_What you should do_. Only one number is wanted: the count of lines in the records below that hold the word "tree".

_Records excerpted from a collection_.
<<<<

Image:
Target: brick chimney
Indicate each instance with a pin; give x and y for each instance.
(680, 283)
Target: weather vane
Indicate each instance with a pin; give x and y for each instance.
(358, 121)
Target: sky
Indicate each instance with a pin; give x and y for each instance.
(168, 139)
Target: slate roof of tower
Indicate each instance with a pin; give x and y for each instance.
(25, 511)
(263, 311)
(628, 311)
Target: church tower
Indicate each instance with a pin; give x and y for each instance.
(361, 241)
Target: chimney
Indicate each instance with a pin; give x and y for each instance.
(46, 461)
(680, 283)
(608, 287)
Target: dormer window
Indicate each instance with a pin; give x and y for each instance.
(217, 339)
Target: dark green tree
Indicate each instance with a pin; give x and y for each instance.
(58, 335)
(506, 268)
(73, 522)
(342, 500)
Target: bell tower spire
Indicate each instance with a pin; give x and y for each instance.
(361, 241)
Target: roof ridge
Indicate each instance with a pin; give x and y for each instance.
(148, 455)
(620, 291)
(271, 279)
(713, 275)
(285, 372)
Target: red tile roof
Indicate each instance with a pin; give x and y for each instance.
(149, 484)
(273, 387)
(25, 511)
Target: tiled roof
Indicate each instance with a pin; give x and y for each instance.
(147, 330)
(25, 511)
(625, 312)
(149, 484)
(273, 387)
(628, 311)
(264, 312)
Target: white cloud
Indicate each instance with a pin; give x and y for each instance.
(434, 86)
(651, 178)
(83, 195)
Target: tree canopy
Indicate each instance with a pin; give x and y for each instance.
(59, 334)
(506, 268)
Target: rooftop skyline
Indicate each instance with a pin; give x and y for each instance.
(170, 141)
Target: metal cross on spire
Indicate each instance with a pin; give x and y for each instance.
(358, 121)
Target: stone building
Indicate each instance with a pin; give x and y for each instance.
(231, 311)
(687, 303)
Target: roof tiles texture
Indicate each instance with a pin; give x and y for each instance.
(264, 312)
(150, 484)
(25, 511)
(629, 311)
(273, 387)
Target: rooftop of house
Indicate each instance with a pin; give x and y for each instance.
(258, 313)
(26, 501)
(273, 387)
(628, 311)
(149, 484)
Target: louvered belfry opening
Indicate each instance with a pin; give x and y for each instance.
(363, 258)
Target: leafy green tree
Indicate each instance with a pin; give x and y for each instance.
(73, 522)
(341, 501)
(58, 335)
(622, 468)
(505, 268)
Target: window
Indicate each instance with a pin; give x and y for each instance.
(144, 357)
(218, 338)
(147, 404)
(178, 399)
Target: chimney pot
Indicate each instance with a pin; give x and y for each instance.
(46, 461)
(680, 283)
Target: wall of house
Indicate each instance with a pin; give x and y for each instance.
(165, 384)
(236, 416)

>>>>

_Your response_. 3